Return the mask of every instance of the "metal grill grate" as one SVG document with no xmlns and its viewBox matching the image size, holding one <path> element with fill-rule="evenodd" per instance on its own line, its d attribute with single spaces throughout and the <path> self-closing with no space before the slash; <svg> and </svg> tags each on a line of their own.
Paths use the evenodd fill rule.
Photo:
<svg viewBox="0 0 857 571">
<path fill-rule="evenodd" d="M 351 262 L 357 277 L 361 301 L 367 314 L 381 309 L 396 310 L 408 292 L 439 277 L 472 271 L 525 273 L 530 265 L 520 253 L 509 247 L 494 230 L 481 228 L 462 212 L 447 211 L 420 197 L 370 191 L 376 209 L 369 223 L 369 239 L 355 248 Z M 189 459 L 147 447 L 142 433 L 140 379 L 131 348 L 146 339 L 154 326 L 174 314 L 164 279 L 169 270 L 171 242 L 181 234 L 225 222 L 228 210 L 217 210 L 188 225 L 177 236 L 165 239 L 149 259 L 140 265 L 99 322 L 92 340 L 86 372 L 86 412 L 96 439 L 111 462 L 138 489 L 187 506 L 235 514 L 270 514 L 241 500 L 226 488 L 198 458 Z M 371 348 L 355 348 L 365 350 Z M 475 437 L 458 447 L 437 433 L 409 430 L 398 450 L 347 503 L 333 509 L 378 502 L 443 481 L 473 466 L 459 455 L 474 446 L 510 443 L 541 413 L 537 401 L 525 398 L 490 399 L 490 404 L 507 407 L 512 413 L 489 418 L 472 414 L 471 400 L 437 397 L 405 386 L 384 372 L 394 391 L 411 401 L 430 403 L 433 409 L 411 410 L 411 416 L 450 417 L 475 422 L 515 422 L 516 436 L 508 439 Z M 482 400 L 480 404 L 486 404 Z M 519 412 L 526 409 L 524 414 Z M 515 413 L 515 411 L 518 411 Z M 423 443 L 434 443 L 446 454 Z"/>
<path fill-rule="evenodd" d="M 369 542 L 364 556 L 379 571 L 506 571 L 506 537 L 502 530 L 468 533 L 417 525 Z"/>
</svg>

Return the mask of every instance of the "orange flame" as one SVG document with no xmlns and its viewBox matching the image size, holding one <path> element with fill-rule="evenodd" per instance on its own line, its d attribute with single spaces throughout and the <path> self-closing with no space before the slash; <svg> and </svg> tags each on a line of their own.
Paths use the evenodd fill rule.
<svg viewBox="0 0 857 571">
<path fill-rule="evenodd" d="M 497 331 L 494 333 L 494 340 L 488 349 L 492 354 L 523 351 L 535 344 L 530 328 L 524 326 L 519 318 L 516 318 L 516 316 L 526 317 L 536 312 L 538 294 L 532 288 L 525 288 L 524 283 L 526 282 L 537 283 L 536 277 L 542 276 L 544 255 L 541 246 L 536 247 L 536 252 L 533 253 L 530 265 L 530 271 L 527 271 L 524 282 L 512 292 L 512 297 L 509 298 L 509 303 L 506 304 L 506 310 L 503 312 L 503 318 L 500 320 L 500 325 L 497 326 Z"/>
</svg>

________________________

# Written request:
Take the listing above and set it down exactly.

# Reply to the task:
Return the mask of every instance of the "metal grill grate" as one SVG document with no xmlns and its viewBox matching the image size, holding one <path> element with fill-rule="evenodd" per instance on its own line, its d attribute with single spaces throughout and the <path> self-closing with no space before the slash; <svg> and </svg> tags each on a line of their own.
Paths use the evenodd fill rule.
Photo:
<svg viewBox="0 0 857 571">
<path fill-rule="evenodd" d="M 351 262 L 357 277 L 361 301 L 367 314 L 381 309 L 396 310 L 408 292 L 439 277 L 472 271 L 525 273 L 530 265 L 520 253 L 509 247 L 494 230 L 481 228 L 462 212 L 447 211 L 420 197 L 370 191 L 376 209 L 369 223 L 369 239 L 355 248 Z M 189 459 L 147 447 L 142 433 L 140 379 L 131 348 L 146 339 L 154 326 L 174 314 L 164 279 L 169 270 L 171 242 L 181 234 L 225 222 L 228 210 L 217 210 L 188 225 L 177 236 L 165 239 L 149 259 L 140 265 L 99 322 L 92 340 L 86 372 L 86 412 L 96 439 L 111 462 L 138 489 L 187 506 L 235 514 L 270 514 L 241 500 L 226 488 L 198 458 Z M 371 348 L 355 348 L 365 350 Z M 475 437 L 458 447 L 437 433 L 409 430 L 398 450 L 347 503 L 333 509 L 378 502 L 443 481 L 473 466 L 459 455 L 474 446 L 510 443 L 541 413 L 537 401 L 525 398 L 490 399 L 490 404 L 507 407 L 512 413 L 489 418 L 472 414 L 471 400 L 437 397 L 405 386 L 384 372 L 394 391 L 411 401 L 430 403 L 433 409 L 411 410 L 411 416 L 450 417 L 475 422 L 515 422 L 516 436 L 508 439 Z M 482 400 L 480 404 L 486 404 Z M 519 412 L 526 409 L 524 414 Z M 515 413 L 515 411 L 518 411 Z M 423 443 L 434 443 L 446 454 Z"/>
<path fill-rule="evenodd" d="M 369 542 L 364 556 L 379 571 L 506 571 L 506 537 L 502 530 L 468 533 L 417 525 Z"/>
</svg>

Return the mask of every instance of the "orange flame" as one SVG document with no xmlns and its viewBox matching the image size, holding one <path> element with fill-rule="evenodd" per instance on its own line, its d attribute with single spaces throughout and the <path> self-closing with no space before the slash; <svg> and </svg> tags each on a line of their own.
Paths use the evenodd fill rule.
<svg viewBox="0 0 857 571">
<path fill-rule="evenodd" d="M 497 331 L 494 333 L 494 340 L 488 349 L 492 354 L 523 351 L 535 344 L 530 328 L 524 326 L 519 318 L 516 318 L 516 316 L 526 317 L 536 312 L 538 294 L 532 288 L 525 288 L 524 283 L 526 282 L 537 283 L 536 277 L 542 276 L 544 255 L 541 246 L 536 247 L 536 252 L 533 253 L 530 265 L 530 271 L 527 271 L 524 282 L 512 292 L 512 297 L 509 298 L 509 303 L 506 304 L 506 310 L 503 312 L 503 318 L 500 320 L 500 325 L 497 326 Z"/>
</svg>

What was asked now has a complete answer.